# [Exercise details]
Swap "Marks" for "Points" in every one of the rows below, leaving all other text as it is.

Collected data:
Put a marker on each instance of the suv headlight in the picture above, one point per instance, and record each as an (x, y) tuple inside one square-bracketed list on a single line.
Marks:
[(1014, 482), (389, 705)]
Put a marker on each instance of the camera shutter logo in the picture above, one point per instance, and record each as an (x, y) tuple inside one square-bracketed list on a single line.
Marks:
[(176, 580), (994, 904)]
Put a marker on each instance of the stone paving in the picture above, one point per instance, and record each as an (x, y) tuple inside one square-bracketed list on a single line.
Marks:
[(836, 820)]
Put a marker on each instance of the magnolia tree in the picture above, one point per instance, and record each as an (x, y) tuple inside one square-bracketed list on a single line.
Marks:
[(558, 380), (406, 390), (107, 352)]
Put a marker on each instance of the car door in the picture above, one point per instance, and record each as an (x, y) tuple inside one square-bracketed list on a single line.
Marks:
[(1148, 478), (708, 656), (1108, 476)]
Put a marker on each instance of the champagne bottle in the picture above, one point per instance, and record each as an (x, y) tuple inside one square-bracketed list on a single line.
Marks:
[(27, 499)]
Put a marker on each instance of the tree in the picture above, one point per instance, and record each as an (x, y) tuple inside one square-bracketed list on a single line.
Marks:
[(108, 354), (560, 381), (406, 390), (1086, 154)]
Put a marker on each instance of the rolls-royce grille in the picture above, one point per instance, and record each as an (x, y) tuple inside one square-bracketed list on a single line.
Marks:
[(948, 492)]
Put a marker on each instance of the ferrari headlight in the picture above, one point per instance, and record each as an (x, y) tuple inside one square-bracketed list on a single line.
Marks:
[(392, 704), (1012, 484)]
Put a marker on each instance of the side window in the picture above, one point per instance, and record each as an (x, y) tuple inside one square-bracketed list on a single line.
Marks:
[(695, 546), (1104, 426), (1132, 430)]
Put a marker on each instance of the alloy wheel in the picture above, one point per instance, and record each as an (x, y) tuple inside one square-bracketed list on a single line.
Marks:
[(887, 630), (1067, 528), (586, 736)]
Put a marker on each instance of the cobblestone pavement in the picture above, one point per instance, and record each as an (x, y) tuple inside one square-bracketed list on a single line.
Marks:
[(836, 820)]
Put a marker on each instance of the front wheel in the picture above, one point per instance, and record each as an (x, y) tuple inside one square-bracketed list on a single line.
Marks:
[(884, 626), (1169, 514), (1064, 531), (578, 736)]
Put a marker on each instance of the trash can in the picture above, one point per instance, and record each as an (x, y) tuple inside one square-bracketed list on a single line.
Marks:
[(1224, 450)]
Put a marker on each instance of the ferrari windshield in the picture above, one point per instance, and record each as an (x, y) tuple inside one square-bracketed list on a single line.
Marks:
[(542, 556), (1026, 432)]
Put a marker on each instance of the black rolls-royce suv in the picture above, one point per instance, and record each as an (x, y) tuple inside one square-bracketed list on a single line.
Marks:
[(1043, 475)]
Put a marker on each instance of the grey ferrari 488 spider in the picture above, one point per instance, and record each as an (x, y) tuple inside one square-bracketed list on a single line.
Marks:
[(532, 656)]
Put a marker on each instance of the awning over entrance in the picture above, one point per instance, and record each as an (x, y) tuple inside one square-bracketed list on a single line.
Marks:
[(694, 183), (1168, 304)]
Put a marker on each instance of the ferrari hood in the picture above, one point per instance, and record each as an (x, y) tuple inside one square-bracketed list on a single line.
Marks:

# [Full answer]
Put a marker on each instance of the suv headlight in the picture above, one point per instance, and record each as an (x, y) tuple inside one square-bracketed list on a single line.
Points:
[(1014, 482), (389, 705)]
Put a marker on each instance of the camera shutter logo in the picture above, one point per instance, and record each as an (x, y) tuple inside one square-bracketed list on a single line.
Points:
[(176, 580), (994, 904)]
Put a marker on each instance of the stone paving in the picture above, one point per instance, and record each as an (x, y) tuple inside one square-bracketed list on a single line.
Points:
[(836, 820)]
Put a marker on each instance of the magnolia tree in the picture above, one point per instance, and record each as an (x, y) tuple inside one square-bracketed list on a single line.
Points:
[(558, 380), (406, 390), (107, 352)]
Put a marker on each instance of the car door in the picture above, one point per instance, and record each as an (x, y) tuple inside one square-bracketed list on a single line.
Points:
[(1148, 478), (708, 656), (1108, 476)]
Put a marker on each instance of the champagne bottle in the picture above, one point per instance, and record each as an (x, y) tuple inside one square-bracketed list on a single line.
Points:
[(27, 499)]
Put a marker on each instance of the tree in the picture above, one point per instance, and record each as an (x, y) tuple inside one square-bracketed list on a single line.
Points:
[(108, 354), (560, 381), (406, 390), (1086, 154)]
Put a marker on each instance of the rolls-royce grille in the picture above, one point per instance, and record each as an (x, y) tuple inside one square-bracketed list on a single line.
Points:
[(948, 492)]
Put a marker on each instance of the ferrari headlight in the picture above, one point per instance, and record each as an (x, y) tuple inside one square-bracketed list on a single line.
Points:
[(392, 704), (1012, 484)]
Put a marker on each instance of the side window in the picture above, one point per instance, and record each as an (x, y) tuple inside one square-bracketed list on a single line.
Points:
[(695, 546), (1104, 426), (1132, 430)]
Put a marker on each instance of the alloy wheel in the picture above, one point per instance, and record each as an (x, y) tuple inside one square-bracketed list on a single line.
Points:
[(887, 630), (1067, 528), (586, 736)]
Put a marker on each instance of the cobblestone pavement in the picture above, one point per instance, and record each as an (x, y) tuple inside one square-bracketed list on a single line.
Points:
[(836, 820)]
Put a marker on each instance of the front wheel in the picture above, one point per instance, and record each as an (x, y) tuple inside one square-bracketed list on a single line.
Points:
[(884, 626), (1169, 514), (1064, 531), (578, 736)]
Put a marker on each instance of the trash can in the picture above, one point per instance, and record each as an (x, y) tuple inside one square-bracketed list on a single line.
Points:
[(1224, 450)]
Put a marker on each instance of the ferrari windshield in the picture above, one point per instance, and record each as an (x, y) tuple inside one square-bracketed list on a single line.
Points:
[(542, 556), (1026, 432)]
Put a marker on each instance of the black rolls-royce suv in the picture above, one point per instance, and record each as an (x, y) tuple inside one square-bracketed list on a single line.
Points:
[(1043, 475)]
Put a marker on each instance of the grey ferrari 488 spider in the picture above, one point per instance, and record each as an (x, y) tuple inside one square-bracketed list on a single line.
Points:
[(532, 656)]
Put a marker on each instance of the awning over entrance in the picture above, one point per instance, and record each as an (x, y) tuple inside one square-bracketed list on a single line.
Points:
[(694, 183), (1168, 304)]
Put a marker on each instance of the ferrari hood in the picture above, one point per instance, and record each as an (x, y) tuple inside one square-bracketed list on a single line.
Points:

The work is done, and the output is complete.